==== Text ====
2.4 BOLTED STEEL TANKS

A. Acceptable Manufacturers:
1. CST Storage, Lenexa, KS.
2. Tank Connection, Parsons, KS.
3. Or Equal.

B. Materials Of Construction:
1. Plates & Sheets:
a. Design requirements for steel shall be ASTM; A36, A1011 Gr40, A572 Gr50 and Gr60 and A656 Gr70 material.
2. Rolled Structural Shapes:
a. Material shall conform to minimum standards of ASTM; A36, A992 or A53 Grade B material.
3. Bolt Fastners:
a. Bolts used in tank lap joints shall be ½ - 13 UNC-2A rolled thread, and shall meet the minimum requirements of AISC.
b. Bolt Material:
1) SAE Grade 8, tensile strength - 150,000 psi minimum for rolled, tapered panel design, and Grade 5 bolts on flange panel design.
2) Anchor bolts conform to ASTM A36 or A307.
3) Bolt Finish – JS1000 electro-plated.
4. Gasket:
a. The lap joint bolted connections shall utilize EPDM (synthetic rubber) strip gasket for sealing. For high temperature applications (in excess of 230 °F), Viton gasket shall be specified.

C. Factory Epoxy Powder Coat Process:
1. Cleaning:
a. Following the fabrication process, sheets and tank components shall be thoroughly washed and rinsed.
1) Washing shall be with a suitable detergent using such concentrations as recommended for de-greasing steel. Water temperatures will be elevated to improve the effect of the cleaning process.
2) The pH level shall be monitored and maintained according to the range recommended for use by the manufacturer for the cleaning process.
3) Cleaning shall be in a two stage booth. A fresh water rinse shall be used in the second stage of the wash system.
4) All water shall be removed from sheets and tank components with forced air.
2. Surface Preparation:
a. Sheets and tank components shall be blasted on both sides providing an SSPC SP10 (near white blast) surface profile.
3. Powder Coating:

a. Interior Coating: One coat of epoxy powder coat 5 mils nominal dry film thickness (DFT) from 4 to 6 mils average DFT.
b. Exterior Coating:
1) Primer: One coat of epoxy powder coat 3 mils nominal dry film thickness (DFT) from 3 to 5 mils average DFT.
2) Topcoat: One coat of polyester or urethane 3 mils nominal DFT for UV protection.
c. Visual inspection for coverage shall be made after powder application and before the first oven cure. Areas with light coverage shall be re- sprayed with a manual spray gun.
4. Powder Curing:
a. Sheets and tank components shall then be heated in an oven to cause the powder to gel adequately to cross-link with top coat.
==== Excerpted records ====
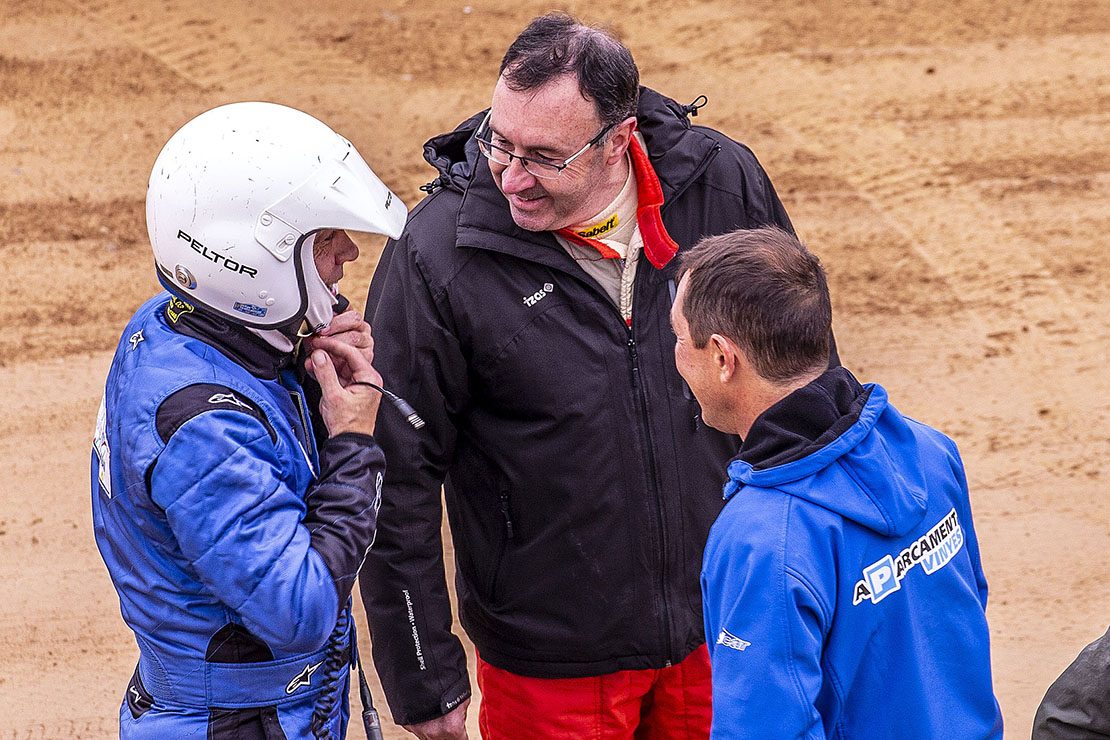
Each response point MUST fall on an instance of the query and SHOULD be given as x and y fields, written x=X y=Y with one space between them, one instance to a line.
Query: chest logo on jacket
x=932 y=550
x=538 y=295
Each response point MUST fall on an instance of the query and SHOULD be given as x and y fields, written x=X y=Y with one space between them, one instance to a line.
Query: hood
x=454 y=154
x=663 y=122
x=840 y=445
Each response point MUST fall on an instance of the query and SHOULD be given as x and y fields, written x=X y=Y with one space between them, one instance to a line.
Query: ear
x=725 y=356
x=619 y=140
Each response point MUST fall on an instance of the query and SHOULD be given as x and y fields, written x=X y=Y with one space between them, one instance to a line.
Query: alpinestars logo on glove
x=934 y=549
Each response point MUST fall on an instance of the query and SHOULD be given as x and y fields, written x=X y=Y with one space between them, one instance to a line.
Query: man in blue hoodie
x=843 y=590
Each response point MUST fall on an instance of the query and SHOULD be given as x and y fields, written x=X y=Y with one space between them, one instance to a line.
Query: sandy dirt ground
x=949 y=162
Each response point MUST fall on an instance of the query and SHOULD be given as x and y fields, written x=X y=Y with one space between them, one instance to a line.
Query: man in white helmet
x=232 y=526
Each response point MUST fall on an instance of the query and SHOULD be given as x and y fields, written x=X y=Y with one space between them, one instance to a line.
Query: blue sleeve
x=764 y=628
x=966 y=523
x=240 y=526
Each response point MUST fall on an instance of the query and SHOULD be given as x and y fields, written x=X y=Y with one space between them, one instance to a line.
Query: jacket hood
x=817 y=444
x=454 y=154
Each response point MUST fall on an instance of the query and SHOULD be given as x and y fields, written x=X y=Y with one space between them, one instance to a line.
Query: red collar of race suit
x=658 y=246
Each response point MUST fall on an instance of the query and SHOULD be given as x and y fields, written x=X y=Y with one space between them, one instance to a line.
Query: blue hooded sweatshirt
x=843 y=590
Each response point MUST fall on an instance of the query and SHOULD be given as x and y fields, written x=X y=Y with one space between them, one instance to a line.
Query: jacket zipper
x=653 y=482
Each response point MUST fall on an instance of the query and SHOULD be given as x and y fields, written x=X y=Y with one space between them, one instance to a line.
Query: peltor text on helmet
x=221 y=260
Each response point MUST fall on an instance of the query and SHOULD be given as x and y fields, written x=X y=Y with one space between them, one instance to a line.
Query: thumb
x=325 y=373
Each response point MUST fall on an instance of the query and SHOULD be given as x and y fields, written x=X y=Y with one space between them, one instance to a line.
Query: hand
x=451 y=726
x=345 y=406
x=349 y=328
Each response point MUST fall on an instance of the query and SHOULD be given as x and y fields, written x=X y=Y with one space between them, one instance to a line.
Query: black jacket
x=1077 y=706
x=579 y=480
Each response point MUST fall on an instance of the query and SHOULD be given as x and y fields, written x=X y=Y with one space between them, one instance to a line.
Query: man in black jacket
x=524 y=313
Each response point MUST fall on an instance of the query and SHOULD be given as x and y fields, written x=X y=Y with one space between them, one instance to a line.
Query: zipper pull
x=504 y=514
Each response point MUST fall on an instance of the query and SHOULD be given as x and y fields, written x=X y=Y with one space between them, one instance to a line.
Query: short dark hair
x=766 y=292
x=556 y=44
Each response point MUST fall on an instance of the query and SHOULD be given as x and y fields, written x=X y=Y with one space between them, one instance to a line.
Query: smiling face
x=553 y=122
x=331 y=249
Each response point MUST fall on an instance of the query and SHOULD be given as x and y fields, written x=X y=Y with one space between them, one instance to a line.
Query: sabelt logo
x=595 y=231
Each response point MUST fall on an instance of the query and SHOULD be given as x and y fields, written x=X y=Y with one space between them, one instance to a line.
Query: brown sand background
x=949 y=162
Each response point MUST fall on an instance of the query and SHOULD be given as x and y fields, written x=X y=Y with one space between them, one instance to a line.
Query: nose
x=514 y=178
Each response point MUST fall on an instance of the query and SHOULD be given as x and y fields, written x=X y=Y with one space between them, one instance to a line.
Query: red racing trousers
x=666 y=703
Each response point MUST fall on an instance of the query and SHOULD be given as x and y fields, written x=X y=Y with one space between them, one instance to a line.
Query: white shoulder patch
x=100 y=446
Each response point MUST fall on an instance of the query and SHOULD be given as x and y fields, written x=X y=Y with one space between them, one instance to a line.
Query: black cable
x=335 y=660
x=401 y=404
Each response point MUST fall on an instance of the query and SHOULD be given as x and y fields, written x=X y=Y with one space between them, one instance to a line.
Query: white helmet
x=233 y=196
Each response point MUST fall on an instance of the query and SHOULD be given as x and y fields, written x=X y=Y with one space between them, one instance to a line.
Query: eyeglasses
x=537 y=166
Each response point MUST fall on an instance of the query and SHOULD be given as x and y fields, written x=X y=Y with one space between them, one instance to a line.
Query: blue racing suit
x=232 y=541
x=843 y=589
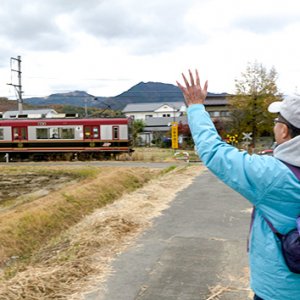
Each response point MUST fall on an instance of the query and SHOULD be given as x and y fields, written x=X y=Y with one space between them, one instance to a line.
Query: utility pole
x=17 y=86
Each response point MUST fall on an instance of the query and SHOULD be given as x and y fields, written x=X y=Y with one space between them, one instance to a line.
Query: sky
x=105 y=47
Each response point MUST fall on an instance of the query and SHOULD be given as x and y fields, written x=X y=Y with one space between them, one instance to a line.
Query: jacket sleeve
x=250 y=175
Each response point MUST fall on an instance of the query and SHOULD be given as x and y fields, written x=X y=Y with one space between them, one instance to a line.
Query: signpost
x=247 y=139
x=174 y=135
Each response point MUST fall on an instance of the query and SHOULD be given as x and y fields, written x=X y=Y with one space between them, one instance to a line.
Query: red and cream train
x=64 y=138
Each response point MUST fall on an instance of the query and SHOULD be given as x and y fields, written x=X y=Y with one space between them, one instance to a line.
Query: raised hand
x=193 y=92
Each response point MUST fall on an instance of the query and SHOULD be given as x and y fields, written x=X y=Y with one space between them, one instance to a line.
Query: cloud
x=265 y=24
x=143 y=27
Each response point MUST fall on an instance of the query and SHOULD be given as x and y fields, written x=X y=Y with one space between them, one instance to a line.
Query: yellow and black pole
x=174 y=135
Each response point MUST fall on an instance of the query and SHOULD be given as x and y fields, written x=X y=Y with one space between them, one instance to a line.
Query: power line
x=18 y=87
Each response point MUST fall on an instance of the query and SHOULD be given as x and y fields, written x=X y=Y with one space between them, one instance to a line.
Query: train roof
x=61 y=121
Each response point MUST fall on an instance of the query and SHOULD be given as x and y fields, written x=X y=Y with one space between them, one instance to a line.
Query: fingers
x=183 y=89
x=205 y=86
x=192 y=78
x=185 y=81
x=197 y=78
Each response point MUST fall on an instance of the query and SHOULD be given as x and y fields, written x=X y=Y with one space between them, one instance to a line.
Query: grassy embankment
x=27 y=226
x=152 y=154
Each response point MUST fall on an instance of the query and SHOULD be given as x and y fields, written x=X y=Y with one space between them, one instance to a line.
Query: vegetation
x=254 y=92
x=26 y=227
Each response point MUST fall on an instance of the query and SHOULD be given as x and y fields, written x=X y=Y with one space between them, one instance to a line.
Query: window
x=87 y=132
x=96 y=132
x=115 y=132
x=67 y=133
x=225 y=114
x=55 y=133
x=91 y=132
x=42 y=133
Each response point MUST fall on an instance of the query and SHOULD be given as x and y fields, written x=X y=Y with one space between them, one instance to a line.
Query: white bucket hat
x=289 y=108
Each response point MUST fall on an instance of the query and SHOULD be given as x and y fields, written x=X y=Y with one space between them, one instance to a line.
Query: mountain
x=76 y=98
x=140 y=93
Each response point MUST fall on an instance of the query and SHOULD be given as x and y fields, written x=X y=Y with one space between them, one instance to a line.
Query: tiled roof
x=143 y=107
x=28 y=112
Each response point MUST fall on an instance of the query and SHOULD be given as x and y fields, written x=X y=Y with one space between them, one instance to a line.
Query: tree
x=254 y=92
x=137 y=127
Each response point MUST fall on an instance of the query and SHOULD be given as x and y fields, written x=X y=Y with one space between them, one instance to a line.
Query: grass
x=78 y=259
x=153 y=154
x=26 y=228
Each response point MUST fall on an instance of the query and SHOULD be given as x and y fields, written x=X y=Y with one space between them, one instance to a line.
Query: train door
x=91 y=132
x=19 y=133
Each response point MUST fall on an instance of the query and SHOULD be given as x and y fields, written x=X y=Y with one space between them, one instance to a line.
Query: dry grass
x=24 y=229
x=152 y=154
x=81 y=257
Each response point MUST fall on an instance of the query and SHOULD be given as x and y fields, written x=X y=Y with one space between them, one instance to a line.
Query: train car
x=64 y=138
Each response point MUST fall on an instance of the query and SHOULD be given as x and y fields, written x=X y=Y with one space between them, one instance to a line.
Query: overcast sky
x=104 y=47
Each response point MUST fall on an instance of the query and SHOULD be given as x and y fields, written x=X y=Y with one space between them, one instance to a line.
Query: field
x=61 y=226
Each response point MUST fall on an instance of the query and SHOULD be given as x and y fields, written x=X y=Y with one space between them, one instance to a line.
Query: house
x=216 y=105
x=143 y=111
x=157 y=128
x=158 y=116
x=36 y=113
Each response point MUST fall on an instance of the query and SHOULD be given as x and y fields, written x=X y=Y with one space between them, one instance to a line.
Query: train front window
x=87 y=132
x=67 y=133
x=42 y=133
x=95 y=132
x=115 y=132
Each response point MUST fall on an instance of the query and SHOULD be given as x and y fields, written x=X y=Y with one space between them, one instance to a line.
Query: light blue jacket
x=269 y=185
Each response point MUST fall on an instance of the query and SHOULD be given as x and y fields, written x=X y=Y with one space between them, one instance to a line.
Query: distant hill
x=76 y=98
x=140 y=93
x=6 y=105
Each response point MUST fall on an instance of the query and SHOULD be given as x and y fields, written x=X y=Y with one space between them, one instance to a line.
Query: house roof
x=28 y=112
x=162 y=123
x=144 y=107
x=215 y=101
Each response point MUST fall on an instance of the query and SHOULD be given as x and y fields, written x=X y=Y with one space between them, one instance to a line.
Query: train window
x=95 y=132
x=67 y=133
x=87 y=132
x=115 y=132
x=42 y=133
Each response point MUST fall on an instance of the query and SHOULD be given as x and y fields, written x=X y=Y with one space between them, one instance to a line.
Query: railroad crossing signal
x=247 y=136
x=174 y=135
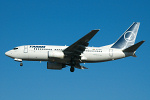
====
**Directives**
**A)** Answer these questions using the tank specification:
(i) Which gasket must be specified for applications above 230 °F?
(ii) What surface profile must the blasting of sheets and tank components provide?
(iii) What is the nominal dry film thickness of the interior epoxy coat?
**B)** Retype the part of the tank specification that starts with the words "C. Factory Epoxy" and ends with "of the cleaning process.".

**Exercise solutions**
**A)**
(i) Viton gasket
(ii) An SSPC SP10 (near white blast) surface profile
(iii) 5 mils

**B)**
C. Factory Epoxy Powder Coat Process:
1. Cleaning:
a. Following the fabrication process, sheets and tank components shall be thoroughly washed and rinsed.
1) Washing shall be with a suitable detergent using such concentrations as recommended for de-greasing steel. Water temperatures will be elevated to improve the effect of the cleaning process.